--- Start TEXT EXCERPT ---

7. The device as claimed in claim 1 wherein the mating knife arrangement
comprises at least one stationary main knife, which includes a knife bar
which extends down at a slope from a periphery of the roller-like cutting
rotor and is adjustable with respect thereto, a cutting edge of the main
knife being arranged below the axis of the roller-like cutting rotor.
8. The device as claimed in claim 7 wherein the mating knife arrangement
has at least one subsequent cutting device arranged following and separate
from the main knife, said subsequent cutting device is preceded by a
channel and is followed by a paring surface partly extending underneath
the roller-like cutting rotor.
9. The device as claimed in claim 1 wherein the roller-like cutting rotor
comprises a plurality of adjacently placed disks with the tooth gaps in
alignment, said disks being mounted on a driven shaft, in such a manner as
to prevent relative twist.
10. The device as claimed in claim 1 wherein the roller-like cutting rotor
is mounted by flange bearings on bearing support units provided with an
internal diameter at least equal to the diameter of the roller-like
cutting rotor, said cutting rotor is driven at a speed of 50 rpm, said
cutting rotor having a drive journal which is able to be coupled by means
of an insertion coupling with an output, said cutting rotor connected to a
step-down transmission being flange mounted on a support plate parallel to
the bearing support units.
11. The device as claimed in claim 1 wherein the cutting teeth have the
form of asymmetrical saw teeth having a relief angle of 30.degree. and a
leading edge angle of 60.degree., said saw teeth having no rake.
12. The device as claimed in claim 1, wherein the tooth gaps on the
roller-like cutting rotor have a cross section which is equal to
approximately half of the cross section of a squeezing space of triangular
form defined between the outside circle of the roller-like cutting rotor,
a wall tangent thereto and a tangent perpendicular thereto at an outside
circle of the roller-like cutting rotor.
13. The device of claim 1, said disk cam having recesses corresponding to
said tooth gaps, said disk cam having humps corresponding to said cutting
teeth, said contact tip entering and exiting said tooth gaps relative to a
movement of said clearing spud with respect to said humps and recesses.
Description
BACKGROUND OF THE INVENTION
The invention relates to a chopper for waste material and more particularly
for garden waste, comprising a feed hopper and a cutting member arranged
at a lower end of the hopper and adapted to be driven for cooperation with
a stationary mating knife arrangement.

--- End TEXT EXCERPT ---
--- Start EXTRACTED MATERIAL ---

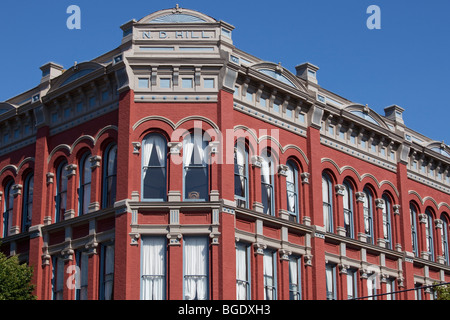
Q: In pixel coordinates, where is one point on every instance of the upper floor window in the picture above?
(8, 206)
(368, 215)
(195, 167)
(109, 176)
(327, 199)
(153, 264)
(348, 210)
(106, 288)
(429, 234)
(295, 278)
(387, 226)
(413, 214)
(242, 271)
(241, 175)
(270, 275)
(84, 190)
(292, 191)
(154, 174)
(267, 183)
(61, 191)
(27, 202)
(444, 237)
(196, 262)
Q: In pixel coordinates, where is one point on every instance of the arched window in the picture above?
(429, 234)
(267, 183)
(368, 215)
(61, 191)
(27, 202)
(8, 206)
(292, 190)
(327, 197)
(241, 175)
(444, 238)
(154, 174)
(109, 176)
(195, 167)
(413, 213)
(84, 190)
(348, 210)
(387, 220)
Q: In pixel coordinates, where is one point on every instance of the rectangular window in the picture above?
(153, 268)
(187, 83)
(82, 260)
(330, 272)
(270, 271)
(92, 102)
(209, 83)
(143, 83)
(165, 83)
(79, 107)
(58, 278)
(196, 262)
(242, 271)
(106, 272)
(295, 278)
(352, 278)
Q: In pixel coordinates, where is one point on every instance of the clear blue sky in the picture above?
(405, 63)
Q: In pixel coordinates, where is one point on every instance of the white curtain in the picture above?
(153, 268)
(195, 268)
(268, 275)
(290, 180)
(241, 273)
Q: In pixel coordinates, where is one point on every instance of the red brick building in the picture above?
(177, 166)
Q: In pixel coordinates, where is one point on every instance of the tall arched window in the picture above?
(429, 235)
(327, 199)
(267, 183)
(61, 191)
(154, 173)
(444, 238)
(413, 213)
(348, 210)
(387, 220)
(292, 190)
(27, 202)
(241, 175)
(8, 206)
(109, 176)
(368, 215)
(84, 190)
(195, 161)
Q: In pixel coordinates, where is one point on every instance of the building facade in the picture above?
(177, 166)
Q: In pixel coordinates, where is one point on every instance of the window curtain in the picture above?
(241, 273)
(196, 268)
(268, 276)
(153, 269)
(290, 181)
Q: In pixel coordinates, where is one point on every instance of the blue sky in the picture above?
(405, 63)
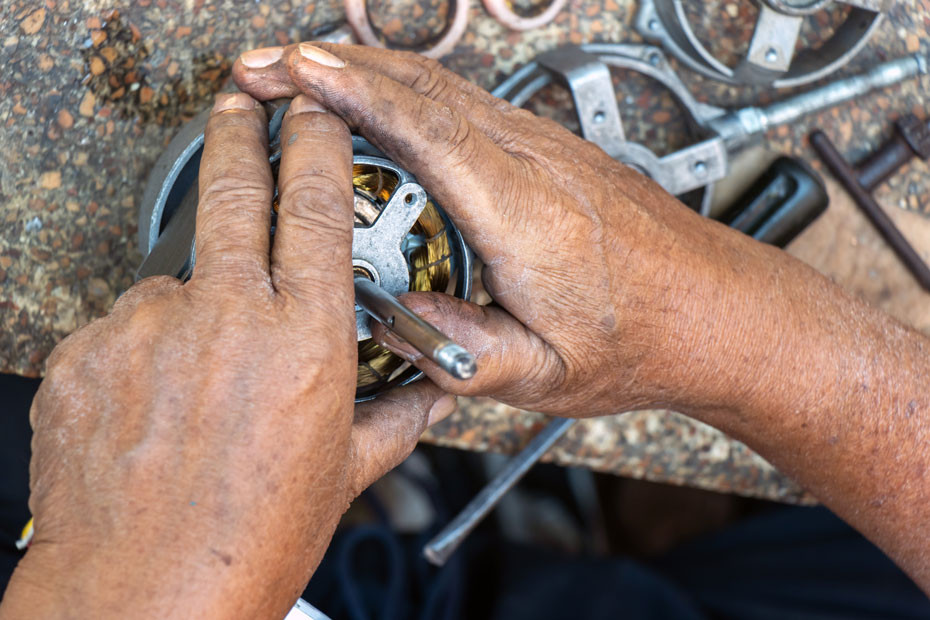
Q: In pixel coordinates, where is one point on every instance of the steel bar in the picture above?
(443, 545)
(422, 336)
(846, 175)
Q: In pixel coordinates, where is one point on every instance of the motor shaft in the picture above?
(422, 336)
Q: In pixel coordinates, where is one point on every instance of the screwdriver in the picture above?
(432, 343)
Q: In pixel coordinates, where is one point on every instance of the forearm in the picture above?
(833, 392)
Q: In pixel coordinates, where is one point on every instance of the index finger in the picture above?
(235, 186)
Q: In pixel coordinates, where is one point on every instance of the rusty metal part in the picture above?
(441, 547)
(585, 71)
(357, 14)
(849, 177)
(911, 138)
(501, 11)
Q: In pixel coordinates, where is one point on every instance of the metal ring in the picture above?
(501, 11)
(357, 15)
(665, 22)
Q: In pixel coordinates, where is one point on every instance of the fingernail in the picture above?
(442, 409)
(399, 347)
(320, 56)
(303, 103)
(233, 101)
(262, 57)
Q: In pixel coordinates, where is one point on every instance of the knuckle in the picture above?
(320, 199)
(225, 191)
(428, 79)
(144, 289)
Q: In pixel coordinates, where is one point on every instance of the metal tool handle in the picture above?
(425, 338)
(847, 176)
(780, 204)
(443, 545)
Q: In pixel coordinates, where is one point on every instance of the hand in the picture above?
(195, 449)
(609, 290)
(613, 295)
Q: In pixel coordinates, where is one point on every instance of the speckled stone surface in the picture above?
(92, 90)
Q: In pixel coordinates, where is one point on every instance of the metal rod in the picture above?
(846, 175)
(422, 336)
(443, 545)
(737, 126)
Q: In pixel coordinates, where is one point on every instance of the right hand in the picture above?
(610, 291)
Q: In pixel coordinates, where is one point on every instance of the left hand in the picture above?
(195, 449)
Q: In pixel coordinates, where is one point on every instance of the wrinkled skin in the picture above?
(602, 279)
(612, 295)
(194, 450)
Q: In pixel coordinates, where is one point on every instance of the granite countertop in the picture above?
(91, 91)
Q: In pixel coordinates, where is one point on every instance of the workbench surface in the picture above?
(89, 98)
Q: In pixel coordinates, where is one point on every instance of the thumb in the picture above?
(386, 430)
(514, 364)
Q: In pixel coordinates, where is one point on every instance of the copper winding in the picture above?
(430, 265)
(357, 14)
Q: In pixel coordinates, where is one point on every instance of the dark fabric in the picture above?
(15, 398)
(802, 563)
(796, 562)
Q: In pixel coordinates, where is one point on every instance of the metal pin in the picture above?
(422, 336)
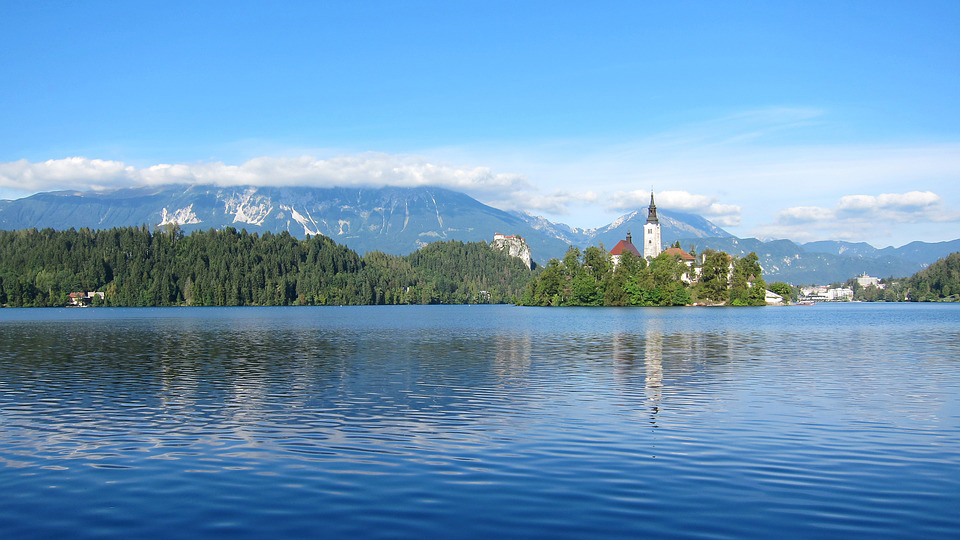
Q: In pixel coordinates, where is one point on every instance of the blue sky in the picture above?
(806, 120)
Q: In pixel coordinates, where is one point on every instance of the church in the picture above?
(652, 244)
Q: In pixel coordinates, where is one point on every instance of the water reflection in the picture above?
(515, 422)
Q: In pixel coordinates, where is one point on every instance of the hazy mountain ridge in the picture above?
(400, 220)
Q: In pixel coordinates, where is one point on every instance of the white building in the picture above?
(865, 281)
(651, 232)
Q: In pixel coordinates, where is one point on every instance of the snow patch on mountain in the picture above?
(303, 221)
(183, 216)
(245, 208)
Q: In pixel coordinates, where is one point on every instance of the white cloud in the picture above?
(805, 214)
(857, 217)
(722, 214)
(68, 173)
(557, 202)
(913, 200)
(363, 169)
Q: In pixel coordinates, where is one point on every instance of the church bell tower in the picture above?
(651, 232)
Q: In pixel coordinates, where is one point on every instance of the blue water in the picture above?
(830, 421)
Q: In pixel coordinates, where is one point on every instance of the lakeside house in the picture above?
(82, 299)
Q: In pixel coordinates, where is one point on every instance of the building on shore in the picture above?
(651, 232)
(865, 281)
(622, 246)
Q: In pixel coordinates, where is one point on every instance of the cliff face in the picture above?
(514, 246)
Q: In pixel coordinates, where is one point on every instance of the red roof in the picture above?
(622, 246)
(680, 254)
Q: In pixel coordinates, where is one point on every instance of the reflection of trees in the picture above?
(512, 357)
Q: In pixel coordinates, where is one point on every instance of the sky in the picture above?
(801, 120)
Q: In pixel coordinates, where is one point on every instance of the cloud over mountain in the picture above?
(368, 169)
(723, 214)
(854, 215)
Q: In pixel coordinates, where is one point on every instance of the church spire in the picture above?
(652, 211)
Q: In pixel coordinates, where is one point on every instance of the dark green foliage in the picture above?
(136, 267)
(940, 281)
(747, 287)
(787, 291)
(590, 279)
(714, 281)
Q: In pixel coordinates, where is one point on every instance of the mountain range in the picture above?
(401, 220)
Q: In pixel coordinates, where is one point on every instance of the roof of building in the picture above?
(624, 245)
(679, 253)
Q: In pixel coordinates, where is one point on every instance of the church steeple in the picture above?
(652, 211)
(651, 232)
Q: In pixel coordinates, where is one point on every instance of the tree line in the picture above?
(135, 266)
(590, 278)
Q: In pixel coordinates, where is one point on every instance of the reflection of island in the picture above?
(626, 349)
(512, 358)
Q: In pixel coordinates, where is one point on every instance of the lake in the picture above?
(829, 421)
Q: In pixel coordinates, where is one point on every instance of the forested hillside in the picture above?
(137, 267)
(940, 281)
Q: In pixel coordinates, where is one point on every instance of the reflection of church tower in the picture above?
(651, 232)
(653, 362)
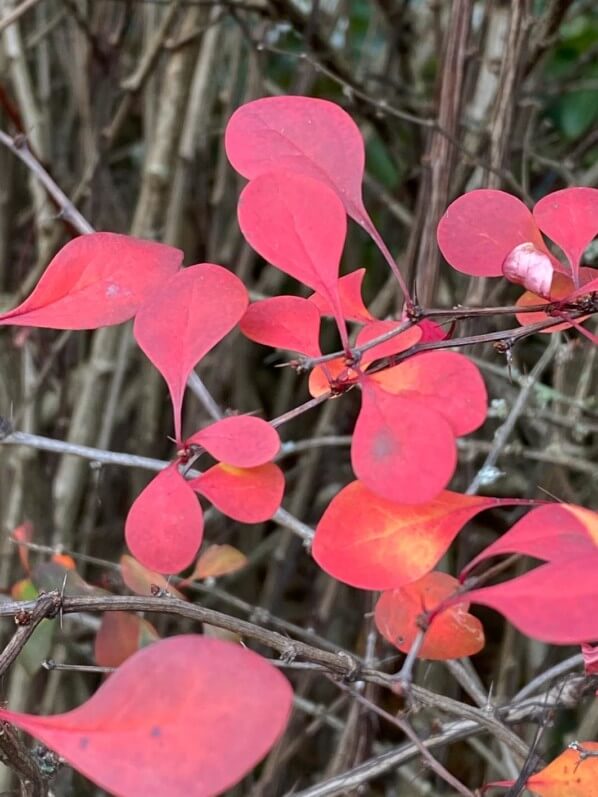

--- End EXTRACTED MATERIAL ---

### WRITTEN TASKS
1. In the chopper patent excerpt, how are the disks of the roller-like cutting rotor mounted on the driven shaft, and what does that mounting prevent?
2. List the numbers of every claim in the chopper patent excerpt that refers directly back to claim 1.
3. Reproduce the chopper patent excerpt from "13. The device" up to and including "humps and recesses.".
The records were taken from a different source than the text.

### ANSWERS BY TASK
1. The disks sit adjacent to one another with their tooth gaps aligned and are mounted on a driven shaft. The mounting is done in a way that prevents relative twist.

2. 7, 9, 10, 11, 12, 13

3.
13. The device of claim 1, said disk cam having recesses corresponding to
said tooth gaps, said disk cam having humps corresponding to said cutting
teeth, said contact tip entering and exiting said tooth gaps relative to a
movement of said clearing spud with respect to said humps and recesses.